Carry on the passage on U.S. federal income taxation of the notes from the point where it stops.

◆ Source passage
=======

The following section supplements the discussion of U.S. federal income taxation in the accompanying prospectus with respect to United States holders.

The following section is the opinion of Sullivan & Cromwell LLP, counsel to The Goldman Sachs Group, Inc. In addition, it is the opinion of Sullivan & Cromwell LLP that the characterization of the notes for U.S. federal income tax purposes that will be required under the terms of the note, as discussed below, is a reasonable interpretation of current law.

United States Holders

This section applies to you only if you are a United States holder that holds your notes as a capital asset for tax purposes. You are a United States holder if you are a beneficial owner of a note and you are:

 

 

a citizen or resident of the United States;

 

 

a domestic corporation;

 

 

an estate whose income is subject to United States federal income tax regardless of its source; or

 

 

a trust if a United States court can exercise primary supervision over the trust’s administration and one or more United States persons are authorized to control all substantial decisions of the trust.

=======

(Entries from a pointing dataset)
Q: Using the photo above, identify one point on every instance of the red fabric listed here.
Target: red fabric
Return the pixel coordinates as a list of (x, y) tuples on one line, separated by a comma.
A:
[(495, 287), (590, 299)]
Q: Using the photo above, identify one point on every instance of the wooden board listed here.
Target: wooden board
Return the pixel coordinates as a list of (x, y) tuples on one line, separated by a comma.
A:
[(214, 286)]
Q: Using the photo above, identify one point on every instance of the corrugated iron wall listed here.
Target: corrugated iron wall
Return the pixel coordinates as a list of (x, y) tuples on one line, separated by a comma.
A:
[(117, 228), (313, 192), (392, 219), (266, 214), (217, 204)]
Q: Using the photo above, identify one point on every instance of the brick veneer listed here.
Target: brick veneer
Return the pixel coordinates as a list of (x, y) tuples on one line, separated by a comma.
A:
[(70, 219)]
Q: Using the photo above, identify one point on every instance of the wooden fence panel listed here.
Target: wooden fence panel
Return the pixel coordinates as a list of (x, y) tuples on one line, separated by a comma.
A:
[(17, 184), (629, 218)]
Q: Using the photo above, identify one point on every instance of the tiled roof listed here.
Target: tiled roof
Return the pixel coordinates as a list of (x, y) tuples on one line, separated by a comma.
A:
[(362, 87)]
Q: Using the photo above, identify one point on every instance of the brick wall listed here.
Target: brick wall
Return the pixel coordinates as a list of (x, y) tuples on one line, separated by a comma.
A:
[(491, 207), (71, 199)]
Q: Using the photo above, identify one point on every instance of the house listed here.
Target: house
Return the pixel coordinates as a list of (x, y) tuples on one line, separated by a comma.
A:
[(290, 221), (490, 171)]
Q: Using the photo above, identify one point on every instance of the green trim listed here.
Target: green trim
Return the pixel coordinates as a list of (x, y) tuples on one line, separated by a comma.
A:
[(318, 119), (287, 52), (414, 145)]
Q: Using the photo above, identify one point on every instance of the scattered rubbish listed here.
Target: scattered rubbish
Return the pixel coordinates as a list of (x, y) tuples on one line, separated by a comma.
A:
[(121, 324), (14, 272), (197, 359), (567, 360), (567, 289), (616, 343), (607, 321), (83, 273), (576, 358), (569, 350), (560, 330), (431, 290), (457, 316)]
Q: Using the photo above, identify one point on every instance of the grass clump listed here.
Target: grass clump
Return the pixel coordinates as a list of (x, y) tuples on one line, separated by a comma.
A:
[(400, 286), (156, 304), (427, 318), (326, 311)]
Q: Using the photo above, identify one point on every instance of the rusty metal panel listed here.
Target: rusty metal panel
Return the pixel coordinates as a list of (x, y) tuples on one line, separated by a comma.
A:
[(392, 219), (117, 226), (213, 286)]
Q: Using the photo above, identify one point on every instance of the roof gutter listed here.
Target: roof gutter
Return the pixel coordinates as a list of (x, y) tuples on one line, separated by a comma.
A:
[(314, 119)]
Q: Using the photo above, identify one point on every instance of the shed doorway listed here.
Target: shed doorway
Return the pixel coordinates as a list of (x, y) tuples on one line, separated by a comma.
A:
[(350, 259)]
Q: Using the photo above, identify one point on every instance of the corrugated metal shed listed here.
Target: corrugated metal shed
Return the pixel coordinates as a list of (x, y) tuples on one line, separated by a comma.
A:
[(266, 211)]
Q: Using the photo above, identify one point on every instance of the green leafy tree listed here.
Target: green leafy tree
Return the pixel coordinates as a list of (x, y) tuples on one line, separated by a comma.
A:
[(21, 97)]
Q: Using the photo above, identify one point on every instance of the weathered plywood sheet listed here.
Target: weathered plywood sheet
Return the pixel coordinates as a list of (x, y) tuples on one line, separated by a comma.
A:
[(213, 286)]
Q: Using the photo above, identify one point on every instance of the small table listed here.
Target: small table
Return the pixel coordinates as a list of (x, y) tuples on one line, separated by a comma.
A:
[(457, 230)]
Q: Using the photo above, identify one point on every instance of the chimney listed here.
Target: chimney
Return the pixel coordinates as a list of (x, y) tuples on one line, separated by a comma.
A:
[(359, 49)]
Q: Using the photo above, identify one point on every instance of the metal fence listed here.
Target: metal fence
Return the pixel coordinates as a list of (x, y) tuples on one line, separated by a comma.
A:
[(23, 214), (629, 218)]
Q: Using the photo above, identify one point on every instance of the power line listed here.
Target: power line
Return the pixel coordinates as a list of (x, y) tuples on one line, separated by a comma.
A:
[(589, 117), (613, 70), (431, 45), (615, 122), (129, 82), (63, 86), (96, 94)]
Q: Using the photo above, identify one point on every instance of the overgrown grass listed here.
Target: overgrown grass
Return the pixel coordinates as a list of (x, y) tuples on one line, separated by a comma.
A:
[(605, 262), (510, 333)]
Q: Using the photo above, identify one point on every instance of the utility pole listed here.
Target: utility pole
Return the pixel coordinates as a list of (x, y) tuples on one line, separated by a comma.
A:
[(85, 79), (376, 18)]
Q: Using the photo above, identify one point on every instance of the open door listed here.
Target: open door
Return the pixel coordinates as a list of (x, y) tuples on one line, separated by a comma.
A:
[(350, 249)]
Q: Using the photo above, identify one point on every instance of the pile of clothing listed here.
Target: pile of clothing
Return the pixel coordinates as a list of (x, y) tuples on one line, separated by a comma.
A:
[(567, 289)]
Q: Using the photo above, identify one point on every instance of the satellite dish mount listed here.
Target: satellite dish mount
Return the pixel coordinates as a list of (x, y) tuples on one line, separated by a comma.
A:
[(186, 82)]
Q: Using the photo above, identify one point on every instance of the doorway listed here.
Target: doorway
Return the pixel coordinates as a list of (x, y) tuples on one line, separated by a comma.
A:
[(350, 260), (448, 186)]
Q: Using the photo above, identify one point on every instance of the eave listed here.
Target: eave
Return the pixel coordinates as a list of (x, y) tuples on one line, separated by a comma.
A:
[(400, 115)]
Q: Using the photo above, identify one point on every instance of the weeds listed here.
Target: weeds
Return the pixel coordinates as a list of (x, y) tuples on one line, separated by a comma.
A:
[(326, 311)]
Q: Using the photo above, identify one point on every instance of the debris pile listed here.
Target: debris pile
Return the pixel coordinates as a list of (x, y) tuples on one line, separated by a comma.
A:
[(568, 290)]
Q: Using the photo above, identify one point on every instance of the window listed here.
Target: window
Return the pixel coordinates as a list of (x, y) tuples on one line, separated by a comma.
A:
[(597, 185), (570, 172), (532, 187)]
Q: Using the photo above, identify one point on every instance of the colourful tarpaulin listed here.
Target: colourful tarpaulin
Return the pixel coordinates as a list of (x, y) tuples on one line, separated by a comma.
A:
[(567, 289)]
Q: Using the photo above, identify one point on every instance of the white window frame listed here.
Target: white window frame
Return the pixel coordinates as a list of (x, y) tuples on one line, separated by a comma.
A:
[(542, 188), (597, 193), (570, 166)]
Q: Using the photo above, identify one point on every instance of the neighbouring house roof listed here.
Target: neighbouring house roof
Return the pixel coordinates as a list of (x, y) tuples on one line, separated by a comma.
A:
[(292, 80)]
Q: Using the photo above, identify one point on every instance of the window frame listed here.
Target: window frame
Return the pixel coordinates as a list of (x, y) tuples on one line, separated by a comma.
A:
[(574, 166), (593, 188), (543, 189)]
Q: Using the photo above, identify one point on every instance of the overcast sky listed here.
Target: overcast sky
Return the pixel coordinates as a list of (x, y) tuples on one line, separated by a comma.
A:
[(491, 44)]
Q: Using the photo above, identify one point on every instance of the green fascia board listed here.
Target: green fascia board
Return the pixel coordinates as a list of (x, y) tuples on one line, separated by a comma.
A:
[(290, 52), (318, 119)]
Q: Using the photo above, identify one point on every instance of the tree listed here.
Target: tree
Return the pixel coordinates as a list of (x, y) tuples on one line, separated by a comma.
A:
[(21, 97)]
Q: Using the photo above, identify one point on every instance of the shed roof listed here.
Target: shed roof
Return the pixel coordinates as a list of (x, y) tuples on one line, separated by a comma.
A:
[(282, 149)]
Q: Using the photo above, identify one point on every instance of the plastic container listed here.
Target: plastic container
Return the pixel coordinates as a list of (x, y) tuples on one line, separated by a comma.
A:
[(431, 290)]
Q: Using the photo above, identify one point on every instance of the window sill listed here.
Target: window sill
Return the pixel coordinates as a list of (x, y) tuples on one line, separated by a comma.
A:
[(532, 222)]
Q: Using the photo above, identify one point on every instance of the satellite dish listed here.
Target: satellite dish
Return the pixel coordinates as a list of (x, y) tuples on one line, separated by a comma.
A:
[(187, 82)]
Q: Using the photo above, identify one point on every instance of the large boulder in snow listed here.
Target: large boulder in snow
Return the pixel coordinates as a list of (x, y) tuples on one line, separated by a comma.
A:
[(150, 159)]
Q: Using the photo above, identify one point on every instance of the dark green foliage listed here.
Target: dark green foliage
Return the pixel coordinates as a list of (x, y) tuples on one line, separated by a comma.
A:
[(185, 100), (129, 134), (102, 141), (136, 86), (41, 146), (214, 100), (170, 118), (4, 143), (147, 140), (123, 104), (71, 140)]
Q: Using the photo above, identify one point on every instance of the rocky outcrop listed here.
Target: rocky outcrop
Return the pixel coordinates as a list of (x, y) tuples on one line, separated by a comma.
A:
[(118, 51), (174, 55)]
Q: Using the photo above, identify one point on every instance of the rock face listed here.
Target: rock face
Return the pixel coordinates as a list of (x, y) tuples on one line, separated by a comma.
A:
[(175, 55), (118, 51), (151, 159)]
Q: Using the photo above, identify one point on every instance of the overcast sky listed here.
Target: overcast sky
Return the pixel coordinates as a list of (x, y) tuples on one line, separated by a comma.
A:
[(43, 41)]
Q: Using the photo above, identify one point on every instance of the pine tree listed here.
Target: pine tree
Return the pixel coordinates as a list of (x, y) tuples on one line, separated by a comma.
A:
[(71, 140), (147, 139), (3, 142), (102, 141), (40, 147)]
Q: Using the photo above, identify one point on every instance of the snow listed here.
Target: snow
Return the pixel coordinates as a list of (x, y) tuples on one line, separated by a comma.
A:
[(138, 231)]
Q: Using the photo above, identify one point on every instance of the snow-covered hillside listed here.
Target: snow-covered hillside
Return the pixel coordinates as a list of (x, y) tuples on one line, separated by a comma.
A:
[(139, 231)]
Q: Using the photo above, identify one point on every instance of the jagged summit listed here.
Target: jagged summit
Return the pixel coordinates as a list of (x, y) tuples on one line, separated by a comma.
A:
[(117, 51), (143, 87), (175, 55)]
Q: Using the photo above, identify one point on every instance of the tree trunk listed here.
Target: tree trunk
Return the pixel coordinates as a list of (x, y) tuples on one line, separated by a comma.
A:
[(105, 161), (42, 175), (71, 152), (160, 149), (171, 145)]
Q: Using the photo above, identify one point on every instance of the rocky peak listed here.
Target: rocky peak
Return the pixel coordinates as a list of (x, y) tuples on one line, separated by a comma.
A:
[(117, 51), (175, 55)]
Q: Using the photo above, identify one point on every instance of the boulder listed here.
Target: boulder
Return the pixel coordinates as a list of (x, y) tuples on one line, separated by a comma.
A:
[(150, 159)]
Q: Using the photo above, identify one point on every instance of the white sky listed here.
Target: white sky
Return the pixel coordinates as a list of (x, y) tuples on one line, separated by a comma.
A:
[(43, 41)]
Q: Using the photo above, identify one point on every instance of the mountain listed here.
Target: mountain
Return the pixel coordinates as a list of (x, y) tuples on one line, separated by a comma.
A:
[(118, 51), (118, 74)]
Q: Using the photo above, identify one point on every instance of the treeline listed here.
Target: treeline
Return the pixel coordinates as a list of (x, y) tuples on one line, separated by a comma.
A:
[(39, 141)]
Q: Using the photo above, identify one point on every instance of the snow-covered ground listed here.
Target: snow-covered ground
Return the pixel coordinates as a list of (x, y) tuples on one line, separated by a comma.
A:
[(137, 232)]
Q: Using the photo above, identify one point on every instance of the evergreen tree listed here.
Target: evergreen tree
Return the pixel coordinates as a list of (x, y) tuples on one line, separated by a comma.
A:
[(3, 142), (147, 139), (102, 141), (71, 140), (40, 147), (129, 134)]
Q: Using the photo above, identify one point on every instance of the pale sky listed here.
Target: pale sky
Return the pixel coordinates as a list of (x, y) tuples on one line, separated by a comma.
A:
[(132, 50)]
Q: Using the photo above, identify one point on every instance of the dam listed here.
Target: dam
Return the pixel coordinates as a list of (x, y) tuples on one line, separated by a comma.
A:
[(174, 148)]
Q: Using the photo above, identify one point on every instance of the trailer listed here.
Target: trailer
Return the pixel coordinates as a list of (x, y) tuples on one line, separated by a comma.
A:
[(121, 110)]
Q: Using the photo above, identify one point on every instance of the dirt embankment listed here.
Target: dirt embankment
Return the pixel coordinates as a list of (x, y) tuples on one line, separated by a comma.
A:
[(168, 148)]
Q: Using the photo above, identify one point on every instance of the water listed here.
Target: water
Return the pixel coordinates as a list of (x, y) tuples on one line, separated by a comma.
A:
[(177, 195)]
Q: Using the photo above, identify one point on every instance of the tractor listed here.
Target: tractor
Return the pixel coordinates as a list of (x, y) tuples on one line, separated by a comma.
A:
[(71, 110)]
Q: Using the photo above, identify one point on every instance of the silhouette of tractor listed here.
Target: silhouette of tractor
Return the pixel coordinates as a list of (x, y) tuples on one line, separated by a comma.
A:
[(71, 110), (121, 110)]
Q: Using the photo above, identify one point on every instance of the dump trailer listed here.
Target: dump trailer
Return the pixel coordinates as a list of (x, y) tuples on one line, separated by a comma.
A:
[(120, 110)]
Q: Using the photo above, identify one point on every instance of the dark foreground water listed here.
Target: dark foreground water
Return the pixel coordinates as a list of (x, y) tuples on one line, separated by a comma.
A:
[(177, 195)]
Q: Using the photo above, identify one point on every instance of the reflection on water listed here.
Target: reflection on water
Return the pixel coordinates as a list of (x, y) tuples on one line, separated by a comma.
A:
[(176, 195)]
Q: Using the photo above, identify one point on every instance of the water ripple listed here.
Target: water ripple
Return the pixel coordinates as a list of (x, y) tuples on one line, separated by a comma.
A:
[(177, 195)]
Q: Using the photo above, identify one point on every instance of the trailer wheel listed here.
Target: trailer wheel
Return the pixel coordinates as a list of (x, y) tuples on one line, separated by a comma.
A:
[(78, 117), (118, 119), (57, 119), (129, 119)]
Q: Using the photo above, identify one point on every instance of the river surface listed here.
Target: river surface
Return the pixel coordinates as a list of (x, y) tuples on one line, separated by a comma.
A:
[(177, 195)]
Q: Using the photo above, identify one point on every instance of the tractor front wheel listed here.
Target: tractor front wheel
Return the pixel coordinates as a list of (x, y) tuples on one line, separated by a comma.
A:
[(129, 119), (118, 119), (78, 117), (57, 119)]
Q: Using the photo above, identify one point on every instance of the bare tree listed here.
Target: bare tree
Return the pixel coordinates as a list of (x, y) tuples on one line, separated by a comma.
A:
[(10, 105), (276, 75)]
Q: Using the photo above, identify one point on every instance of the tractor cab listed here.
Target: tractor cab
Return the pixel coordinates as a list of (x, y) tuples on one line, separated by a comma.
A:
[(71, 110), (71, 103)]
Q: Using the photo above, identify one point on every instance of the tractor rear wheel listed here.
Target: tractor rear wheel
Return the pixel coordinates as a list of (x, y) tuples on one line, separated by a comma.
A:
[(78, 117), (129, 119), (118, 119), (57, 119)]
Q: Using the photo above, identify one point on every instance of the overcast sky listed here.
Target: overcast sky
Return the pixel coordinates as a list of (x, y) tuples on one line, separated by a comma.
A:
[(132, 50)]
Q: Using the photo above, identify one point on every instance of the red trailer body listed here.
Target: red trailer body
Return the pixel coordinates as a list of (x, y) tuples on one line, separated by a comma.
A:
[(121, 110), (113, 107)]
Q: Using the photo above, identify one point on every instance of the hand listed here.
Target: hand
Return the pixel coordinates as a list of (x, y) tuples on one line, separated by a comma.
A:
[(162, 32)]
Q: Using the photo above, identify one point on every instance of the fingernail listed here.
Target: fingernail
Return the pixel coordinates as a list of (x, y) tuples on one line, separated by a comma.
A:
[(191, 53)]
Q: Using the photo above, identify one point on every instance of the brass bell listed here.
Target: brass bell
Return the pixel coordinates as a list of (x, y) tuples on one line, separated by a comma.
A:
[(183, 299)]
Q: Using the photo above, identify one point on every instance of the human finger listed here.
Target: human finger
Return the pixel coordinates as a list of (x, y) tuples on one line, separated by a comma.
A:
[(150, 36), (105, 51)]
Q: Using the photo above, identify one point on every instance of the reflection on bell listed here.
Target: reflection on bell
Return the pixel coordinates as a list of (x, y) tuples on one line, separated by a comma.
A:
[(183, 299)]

=======

◆ Exercise answer
This section does not apply to you if you are a member of a class of holders subject to special rules, such as:

 

 

a dealer in securities or currencies;

 

 

a trader in securities that elects to use a mark-to-market method of accounting for your securities holdings;

 

 

a bank;

 

 

a life insurance company;

 

 

a regulated investment company;

 

 

a tax exempt organization;

 

 

a person that owns a note as a hedge or that is hedged against interest rate risks;

 

 

a person that owns a note as part of a straddle or conversion transaction for tax purposes; or

 

 

a person whose functional currency for tax purposes is not the U.S. dollar.

Although this section is based on the U.S. Internal Revenue Code of 1986, as amended, its legislative history, existing and proposed regulations under the Internal Revenue Code, published rulings and court decisions, all as currently in effect, no statutory, judicial or administrative authority directly addresses how your notes should be treated for U.S. federal income tax purposes, and as a result, the U.S. federal income tax consequences of your investment in your notes are uncertain. Moreover, these laws are subject to change, possibly on a retroactive basis.

 

Please consult your own tax advisor concerning the U.S. federal income tax and any other applicable tax consequences to you of owning your notes in your particular circumstances, including the application of state, local or other tax laws and the possible effects of changes in federal or other tax laws.

You will be obligated pursuant to the terms of the notes — in the absence of an administrative determination or judicial ruling to the contrary — to characterize your notes for all tax purposes as a pre-paid forward contract relating to the performance of the index.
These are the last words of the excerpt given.